**WHAT YOU NEED TO DO**
The records must be returned word for word.

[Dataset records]
+++++
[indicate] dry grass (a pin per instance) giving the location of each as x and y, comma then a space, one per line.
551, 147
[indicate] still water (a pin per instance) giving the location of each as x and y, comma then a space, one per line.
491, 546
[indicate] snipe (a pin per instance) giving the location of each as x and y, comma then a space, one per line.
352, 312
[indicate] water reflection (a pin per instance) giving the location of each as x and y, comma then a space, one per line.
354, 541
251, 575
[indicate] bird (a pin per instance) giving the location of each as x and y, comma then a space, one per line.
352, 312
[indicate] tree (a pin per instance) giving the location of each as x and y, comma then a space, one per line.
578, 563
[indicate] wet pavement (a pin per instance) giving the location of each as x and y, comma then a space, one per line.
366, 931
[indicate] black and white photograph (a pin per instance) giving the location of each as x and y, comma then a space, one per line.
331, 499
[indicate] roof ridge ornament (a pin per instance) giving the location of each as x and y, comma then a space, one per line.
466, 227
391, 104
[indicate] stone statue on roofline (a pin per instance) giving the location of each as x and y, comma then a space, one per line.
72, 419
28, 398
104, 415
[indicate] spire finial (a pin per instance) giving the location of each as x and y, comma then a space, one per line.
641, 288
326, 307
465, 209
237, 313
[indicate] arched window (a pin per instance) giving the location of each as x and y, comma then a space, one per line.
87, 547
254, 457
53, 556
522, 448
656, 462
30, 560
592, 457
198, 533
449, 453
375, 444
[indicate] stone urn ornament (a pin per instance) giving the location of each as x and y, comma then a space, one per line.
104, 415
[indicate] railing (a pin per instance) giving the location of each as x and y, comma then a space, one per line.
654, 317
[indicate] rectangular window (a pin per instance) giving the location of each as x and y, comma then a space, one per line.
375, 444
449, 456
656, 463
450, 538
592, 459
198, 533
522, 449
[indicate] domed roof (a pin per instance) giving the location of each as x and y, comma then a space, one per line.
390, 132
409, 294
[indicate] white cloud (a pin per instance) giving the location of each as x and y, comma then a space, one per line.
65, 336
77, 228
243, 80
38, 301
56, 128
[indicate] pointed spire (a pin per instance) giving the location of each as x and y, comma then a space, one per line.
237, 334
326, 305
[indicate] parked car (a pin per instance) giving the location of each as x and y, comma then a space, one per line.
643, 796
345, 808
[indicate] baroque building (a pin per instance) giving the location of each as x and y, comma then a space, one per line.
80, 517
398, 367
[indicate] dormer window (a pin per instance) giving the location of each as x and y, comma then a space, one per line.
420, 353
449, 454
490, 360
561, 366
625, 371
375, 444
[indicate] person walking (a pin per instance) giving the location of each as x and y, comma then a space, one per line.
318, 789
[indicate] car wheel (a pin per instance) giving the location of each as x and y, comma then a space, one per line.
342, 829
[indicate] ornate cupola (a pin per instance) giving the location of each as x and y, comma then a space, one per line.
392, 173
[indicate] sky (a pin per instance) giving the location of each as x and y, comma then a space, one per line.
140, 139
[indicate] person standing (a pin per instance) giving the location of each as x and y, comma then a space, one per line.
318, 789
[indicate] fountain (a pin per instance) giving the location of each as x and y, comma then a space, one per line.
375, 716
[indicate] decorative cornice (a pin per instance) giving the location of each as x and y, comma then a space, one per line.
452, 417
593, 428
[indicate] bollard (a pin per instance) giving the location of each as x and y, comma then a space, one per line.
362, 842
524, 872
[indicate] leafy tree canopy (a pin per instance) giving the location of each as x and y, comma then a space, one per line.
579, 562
+++++
**TASK SOLUTION**
[indicate] dry grass (a pin per instance) giving the location of each as x and y, comma then a space, one per line.
551, 147
[indicate] still water (a pin per instance) giving the location of each as x and y, comma then a space, one per line.
491, 546
[indicate] snipe (a pin per instance) giving the location of each as x and y, comma then a space, one per line.
352, 312
[indicate] water reflection (a pin per instance) giving the location of each as x and y, comma then a space, one per line.
354, 541
251, 575
[indicate] bird (a pin per instance) giving the location of each as x and y, comma then a space, one per line.
352, 312
[indicate] tree (a pin per instance) giving the location of each as x and y, comma then a space, one per line.
578, 563
[indicate] wet pavement (a pin per instance) giving the location of each as x and y, comma then a space, one per line.
366, 931
[indicate] black and white photograph (a pin per instance) giving the location of each as x and y, comma then a space, one per line.
331, 499
[indicate] roof ridge ornament (a pin per instance) giving the location of each as x and y, comma then a space, one per line.
466, 227
391, 104
[indicate] stone statue on roofline (a pin per instance) giving the location of each as x and y, comma then a space, one per line.
72, 419
28, 398
104, 415
[indicate] spire finial (a pin per instance) giving the location of each as x and y, comma then a space, one per line.
641, 288
326, 307
465, 209
237, 313
[indicate] arched window (a pin per instance) giving the location of each as x and y, comma then a space, one per line.
87, 547
254, 457
53, 556
522, 448
656, 462
30, 560
592, 457
198, 533
449, 453
375, 444
[indicate] stone urn ornament (a pin per instance) giving the location of each as x and y, comma then a space, one per line.
104, 415
[indicate] railing (a pin per instance) giving the location of each as x and y, comma then a space, one per line.
654, 317
[indicate] rectangular window (a pin per instance) giving the location of each as x and y, comma then a space, one per line.
375, 444
449, 456
656, 463
450, 538
592, 459
198, 533
522, 449
[indicate] domed roof (a pin per instance) giving the location of each as x and y, comma then a space, one per line.
390, 132
409, 294
[indicate] white cloud (a pin per instance) giving the location of each as x and y, comma then a space, one per line.
65, 336
77, 228
243, 80
38, 301
56, 128
[indicate] pointed spire (a pin per instance) giving the location of each as x and y, comma then a space, one per line.
237, 334
326, 305
[indicate] parked car (a pin per instance) giving the location of each as x and y, comma then a space, one per line.
643, 796
345, 808
[indicate] baroque building (a pin per instance) giving the location of each as x and y, comma then a space, one per line.
80, 517
398, 367
[indicate] dormer window (a pin per instance) giving the location of each as x and y, comma then a space, one per line.
420, 353
449, 454
490, 360
561, 366
625, 371
375, 444
[indicate] person walking (a pin per instance) giving the location of each as x and y, comma then a space, one per line.
318, 789
[indicate] car wheel (a pin per instance) giving the location of each as x and y, comma then a space, one per line.
342, 829
[indicate] ornate cupola (a pin per instance) giving the location of each as x and y, comma then a space, one per line.
392, 173
[indicate] sky (a pin per instance) giving the location of each as x and y, comma then a space, one per line.
140, 139
[indicate] person standing (a pin per instance) giving the location of each as x and y, comma then a space, one per line.
318, 789
[indicate] fountain (a pin per instance) giving the location of each as x and y, comma then a space, one per line.
375, 716
[indicate] decorative cornice (a pin per instance) giving the location of each as x and y, comma then a space, one per line.
452, 417
593, 428
[indicate] bollard (a pin per instance) giving the location of each as x and y, comma then a space, one per line.
362, 842
524, 872
[indicate] leafy tree canopy (a pin per instance) giving the location of each as x and y, comma then a space, one per line.
579, 562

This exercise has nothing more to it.